__Selected extract__
In the power source apparatus to supply electric power of the present invention, thermally conducting sheet 6 that distorts with compression can be disposed between the battery block 3 and the cooling plate 4. In this power source apparatus, each rectangular battery can be stably and reliably joined to the cooling plate in a thermally coupled manner via the thermally conducting sheet. This allows each rectangular battery to be reliably cooled without developing temperature differentials between batteries.

In the power source apparatus to supply electric power of the present invention, the bottom surface of the insulating layers 2, 42, 52, 62 of each battery module 10, which is the surface opposite the cooling plate 4, can have an open region 22 that exposes the external case 11. The thermally conducting sheet 6, which is made of electrically insulating material, can be disposed in the open regions 22 to join each external case 11 with the cooling plate 4 in a thermally coupled manner via the thermally conducting sheet 6. In this power source apparatus, the thermally conducting sheet can be disposed in a fixed location without position shift with respect to the insulating layers to reliably join and thermally couple the bottom surface of each rectangular battery external case with the cooling plate. This allows the cooling plate to cool each rectangular battery in a stable manner without developing temperature differentials between batteries.

__Data provided__

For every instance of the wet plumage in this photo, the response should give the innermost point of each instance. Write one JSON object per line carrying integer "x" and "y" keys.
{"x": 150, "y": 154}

__Exercise goal__
Answer these questions about the power source extract above:
(a) Between which two parts can the thermally conducting sheet 6 be disposed?
(b) What kind of material is the thermally conducting sheet 6 made of?
(c) What does the open region 22 expose?

__Solved problem__
(a) The battery block 3 and the cooling plate 4
(b) Electrically insulating material
(c) The external case 11